What needs to be done: Please transcribe exactly the lines from the first line of the records below through the line containing "positive clicks: (701, 655)", including both, and omit all pictures.

Collected data:
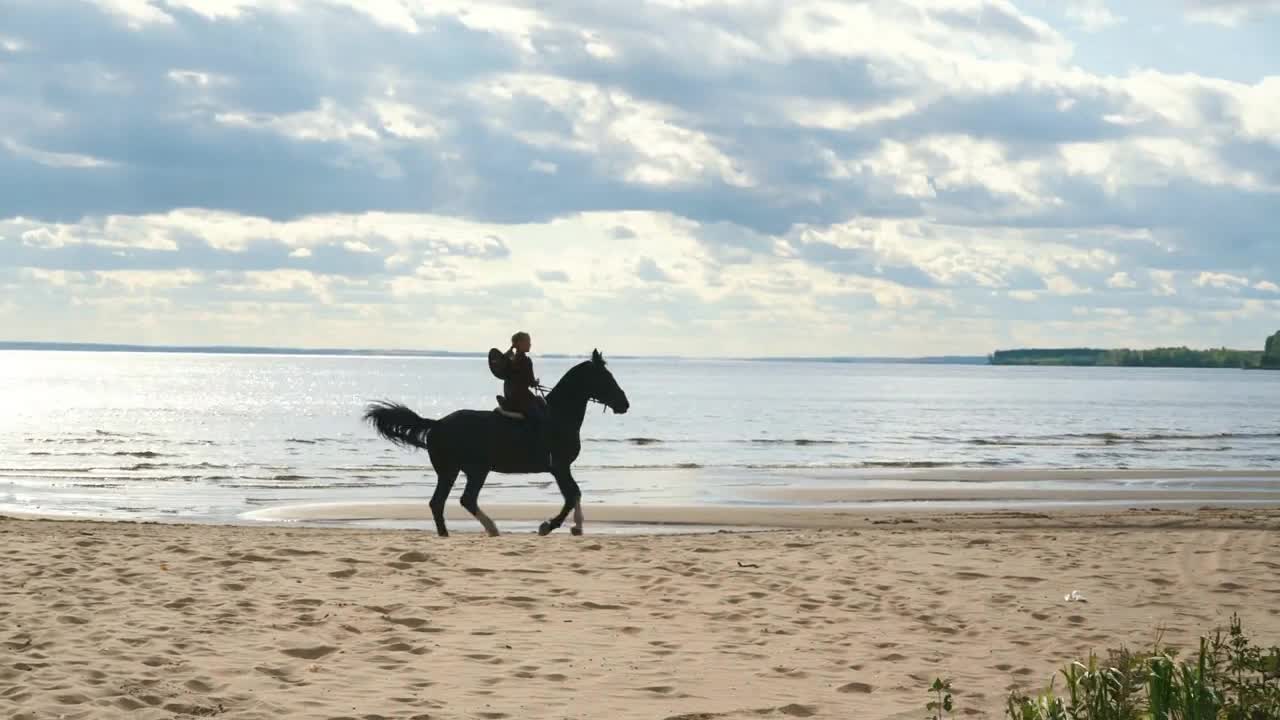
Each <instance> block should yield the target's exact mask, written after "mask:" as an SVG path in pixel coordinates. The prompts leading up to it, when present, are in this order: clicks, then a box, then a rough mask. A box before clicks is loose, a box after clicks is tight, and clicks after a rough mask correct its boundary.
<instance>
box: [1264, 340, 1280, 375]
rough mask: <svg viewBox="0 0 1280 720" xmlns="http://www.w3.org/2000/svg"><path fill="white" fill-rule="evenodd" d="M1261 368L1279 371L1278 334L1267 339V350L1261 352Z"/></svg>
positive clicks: (1279, 363) (1279, 348) (1278, 340)
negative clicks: (1261, 363)
mask: <svg viewBox="0 0 1280 720" xmlns="http://www.w3.org/2000/svg"><path fill="white" fill-rule="evenodd" d="M1262 366H1263V368H1271V369H1275V370H1280V332H1277V333H1276V334H1274V336H1271V337H1268V338H1267V348H1266V350H1263V351H1262Z"/></svg>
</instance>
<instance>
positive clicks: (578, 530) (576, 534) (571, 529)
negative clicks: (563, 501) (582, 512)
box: [568, 497, 582, 536]
mask: <svg viewBox="0 0 1280 720" xmlns="http://www.w3.org/2000/svg"><path fill="white" fill-rule="evenodd" d="M568 532H570V533H572V534H575V536H580V534H582V498H581V497H579V498H577V505H575V506H573V527H572V528H570V529H568Z"/></svg>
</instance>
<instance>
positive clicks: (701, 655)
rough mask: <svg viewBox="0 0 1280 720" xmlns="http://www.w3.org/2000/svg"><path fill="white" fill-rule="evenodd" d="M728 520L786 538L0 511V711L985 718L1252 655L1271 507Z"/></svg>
mask: <svg viewBox="0 0 1280 720" xmlns="http://www.w3.org/2000/svg"><path fill="white" fill-rule="evenodd" d="M454 505H456V503H454ZM488 510H489V511H490V514H492V515H494V516H495V519H498V518H499V516H500V515H502V514H500V512H498V511H497V509H495V507H489V509H488ZM547 510H548V507H545V506H539V507H529V509H525V510H520V509H515V510H512V511H511V512H509V514H507V515H506V516H508V518H511V519H515V518H516V516H518V515H520V512H526V514H529V515H530V518H539V519H540V518H543V516H545V512H547ZM686 510H687V511H689V512H691V514H692V515H690V516H687V518H686V519H687V520H690V521H692V520H698V521H707V520H709V519H710V520H716V518H712V516H710V515H709V514H710V512H712V511H713V510H714V509H686ZM739 511H740V512H758V511H759V512H768V514H771V516H772V518H773V519H774V520H776V519H777V518H780V516H781V518H788V519H790V520H788V523H791V524H792V525H800V524H801V523H808V525H805V527H792V529H786V530H769V532H719V533H700V534H669V536H605V534H600V536H594V537H593V536H591V534H590V533H591V527H593V525H591V523H593V519H594V520H596V521H604V520H607V519H609V516H608V514H609V512H616V514H617V515H616V516H613V518H612V519H613V520H617V521H620V523H626V521H630V523H639V521H669V520H671V516H669V512H671V510H666V509H657V510H654V509H645V510H643V512H653V515H652V516H639V515H637V510H636V509H634V507H632V509H626V507H614V509H611V510H607V506H599V507H590V506H589V507H588V525H586V528H588V536H585V537H571V536H570V534H568V533H567V532H564V530H559V532H557V533H556V534H553V536H550V537H545V538H539V537H536V536H532V534H530V533H524V532H522V533H518V534H517V533H511V534H506V536H503V537H498V538H489V537H483V536H479V534H476V533H457V534H454V536H453V537H451V538H436V537H434V534H433V533H424V532H421V530H394V529H352V528H296V527H273V525H266V527H261V525H259V527H253V525H250V527H233V525H219V524H200V525H192V524H137V523H91V521H78V520H76V521H72V520H56V521H55V520H19V519H0V553H3V556H4V561H3V562H0V715H3V716H5V717H15V719H46V717H50V719H52V717H67V719H78V717H86V719H88V717H92V719H97V717H131V719H134V717H137V719H143V720H147V719H170V717H192V716H195V717H201V716H216V717H234V719H275V717H308V719H311V717H319V719H338V717H343V719H348V717H349V719H355V717H397V719H399V717H404V719H410V717H420V719H422V717H433V719H440V717H444V719H449V717H485V719H502V717H513V719H515V717H518V719H529V717H556V719H563V717H575V719H577V717H581V719H586V717H620V719H631V717H635V719H641V717H644V719H654V717H657V719H677V717H678V719H685V720H691V719H694V717H726V719H740V717H742V719H745V717H840V719H849V717H902V719H906V717H911V719H918V717H922V716H924V703H925V702H927V701H928V697H927V692H925V689H927V687H928V684H929V682H932V679H933V678H934V676H938V675H941V676H948V678H952V682H954V685H955V688H956V691H957V692H956V702H957V716H975V717H1002V716H1004V711H1002V705H1004V697H1005V693H1006V692H1007V689H1009V688H1010V687H1024V688H1029V687H1041V685H1042V684H1043V683H1044V682H1047V679H1048V678H1050V675H1051V674H1052V673H1053V671H1056V670H1057V667H1059V666H1060V665H1061V664H1064V662H1066V661H1069V660H1071V659H1074V657H1078V656H1083V655H1085V653H1087V652H1088V651H1089V650H1091V648H1093V650H1100V651H1101V650H1103V648H1107V647H1115V646H1119V644H1121V643H1124V644H1128V646H1130V647H1143V646H1147V644H1149V643H1151V641H1152V639H1153V638H1155V637H1156V634H1157V632H1160V630H1161V629H1164V632H1165V639H1166V642H1170V643H1175V644H1180V646H1183V647H1189V646H1190V644H1192V643H1193V642H1194V639H1196V638H1197V637H1198V634H1199V633H1204V632H1210V630H1212V629H1213V628H1215V626H1217V625H1220V624H1225V623H1226V620H1228V619H1229V616H1230V614H1231V612H1233V611H1238V612H1239V614H1240V615H1242V618H1243V620H1244V624H1245V628H1247V629H1248V630H1251V632H1252V633H1253V634H1254V635H1256V637H1258V639H1260V641H1263V642H1275V641H1276V639H1280V610H1277V606H1280V602H1277V600H1280V561H1277V560H1276V559H1275V553H1274V547H1275V544H1276V539H1277V538H1280V510H1276V509H1187V510H1176V509H1166V510H1149V509H1143V510H1126V511H1116V512H1092V511H1091V512H1080V511H1029V512H1010V511H987V512H965V514H955V512H942V511H938V512H910V514H902V512H897V514H895V512H888V511H881V512H870V514H868V512H864V511H861V510H858V511H847V510H836V511H832V510H806V509H801V507H791V509H763V510H762V509H740V510H739ZM453 512H456V510H454V511H453ZM643 512H641V514H643ZM804 518H808V520H805V519H804ZM680 519H681V518H680V516H677V518H676V520H677V521H678V520H680ZM722 519H723V518H722ZM739 519H740V520H742V519H744V518H742V516H741V515H740V516H739ZM499 524H502V523H500V519H499ZM748 525H750V523H745V521H744V523H742V524H741V525H740V527H744V528H745V527H748ZM1071 591H1079V592H1082V593H1083V594H1084V596H1085V598H1087V602H1066V601H1065V600H1064V596H1065V594H1066V593H1070V592H1071Z"/></svg>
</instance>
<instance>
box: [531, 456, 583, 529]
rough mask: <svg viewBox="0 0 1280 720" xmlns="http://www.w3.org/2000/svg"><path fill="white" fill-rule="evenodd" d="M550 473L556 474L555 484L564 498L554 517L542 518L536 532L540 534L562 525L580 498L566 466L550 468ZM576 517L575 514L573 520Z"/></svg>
mask: <svg viewBox="0 0 1280 720" xmlns="http://www.w3.org/2000/svg"><path fill="white" fill-rule="evenodd" d="M552 474H553V475H556V484H557V486H558V487H559V488H561V496H562V497H563V498H564V506H563V507H561V511H559V512H557V514H556V516H554V518H552V519H549V520H543V524H541V525H539V527H538V534H540V536H547V534H550V532H552V530H554V529H556V528H559V527H561V525H563V524H564V518H568V514H570V512H572V511H573V509H576V507H577V506H579V502H580V501H581V500H582V491H581V489H579V487H577V482H576V480H575V479H573V474H572V473H570V470H568V468H567V466H566V468H554V469H552ZM576 519H577V518H576V516H575V520H576ZM579 527H581V521H579Z"/></svg>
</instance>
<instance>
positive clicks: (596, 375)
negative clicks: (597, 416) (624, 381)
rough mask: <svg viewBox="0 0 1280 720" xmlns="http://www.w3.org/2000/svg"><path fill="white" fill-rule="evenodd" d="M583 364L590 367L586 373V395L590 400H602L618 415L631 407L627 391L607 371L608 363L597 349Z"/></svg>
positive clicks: (608, 406) (625, 411) (624, 413)
mask: <svg viewBox="0 0 1280 720" xmlns="http://www.w3.org/2000/svg"><path fill="white" fill-rule="evenodd" d="M584 365H588V366H589V368H590V372H589V373H588V378H589V379H588V396H589V397H590V398H591V400H595V401H599V402H603V404H604V405H605V406H608V409H609V410H613V411H614V413H617V414H618V415H622V414H625V413H626V411H627V410H630V409H631V401H628V400H627V393H626V392H623V391H622V387H620V386H618V380H616V379H613V373H611V372H609V368H608V365H607V364H605V363H604V356H603V355H600V351H599V350H593V351H591V361H590V363H584Z"/></svg>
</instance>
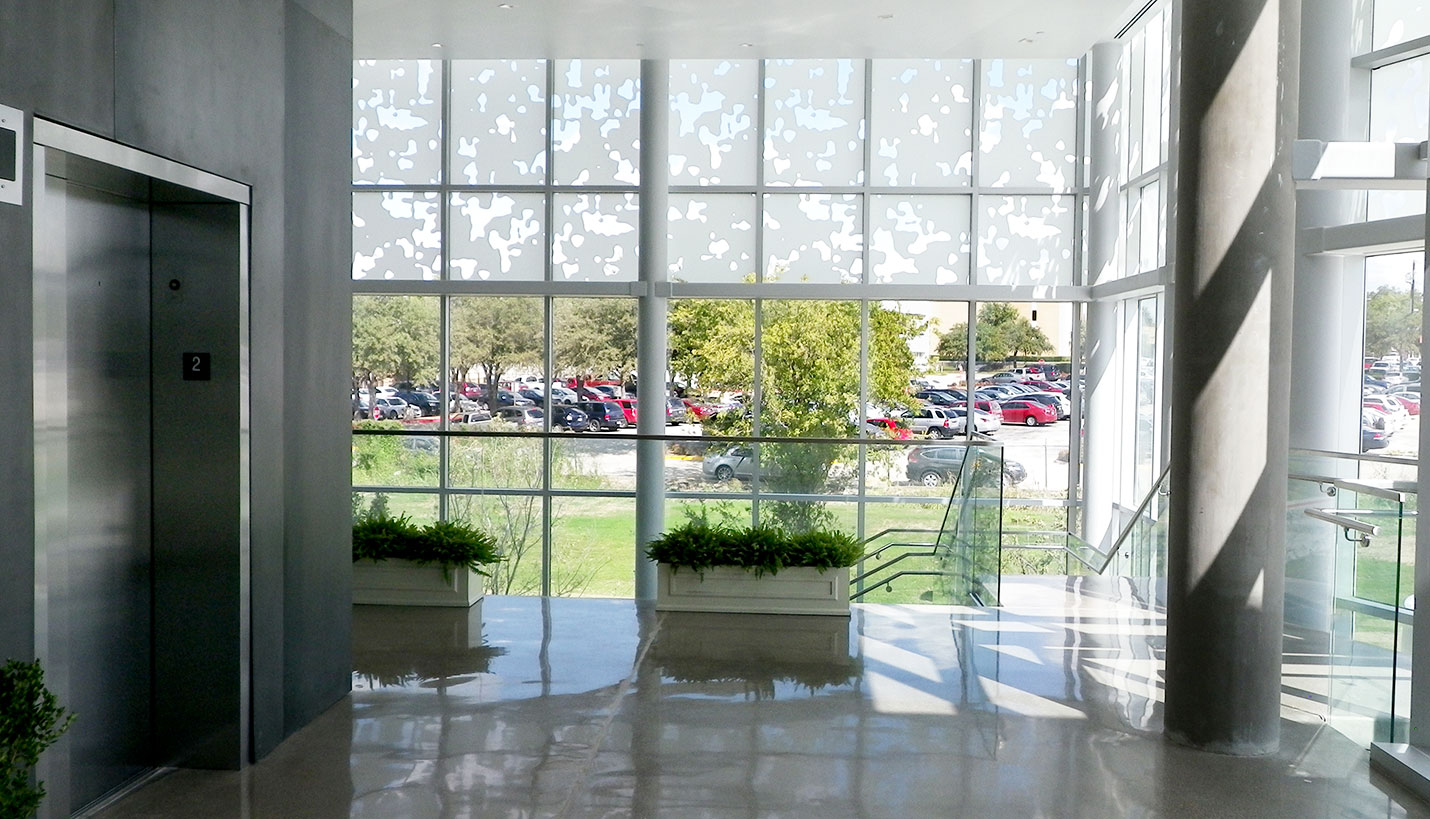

Exercise response:
Each <instance> block should yield the target's exact mask, written after "mask:" as an SVG path in pixel coordinates. The prompts leading up to it, when present, are in this order: clicks, then a box, then a rough mask. A box before clicks is loose, a box after clicks is tight, and clicks after a rough mask correct its boundary.
<instance>
box: [1264, 340, 1280, 375]
rough mask: <svg viewBox="0 0 1280 720" xmlns="http://www.w3.org/2000/svg"><path fill="white" fill-rule="evenodd" d="M1261 368L1279 371L1278 334L1267 339V350L1261 352Z"/></svg>
positive clicks: (1279, 363) (1279, 348) (1278, 340)
negative clicks: (1261, 363)
mask: <svg viewBox="0 0 1280 720" xmlns="http://www.w3.org/2000/svg"><path fill="white" fill-rule="evenodd" d="M1262 366H1263V368H1271V369H1275V370H1280V332H1277V333H1276V334H1274V336H1271V337H1268V338H1267V348H1266V350H1263V351H1262Z"/></svg>
</instance>
<instance>
positive clicks: (578, 530) (576, 534) (571, 529)
negative clicks: (563, 501) (582, 512)
box: [568, 497, 582, 536]
mask: <svg viewBox="0 0 1280 720" xmlns="http://www.w3.org/2000/svg"><path fill="white" fill-rule="evenodd" d="M568 532H570V533H572V534H575V536H580V534H582V498H581V497H579V498H577V505H575V506H573V527H572V528H570V529H568Z"/></svg>
</instance>
<instance>
positive clicks: (701, 655)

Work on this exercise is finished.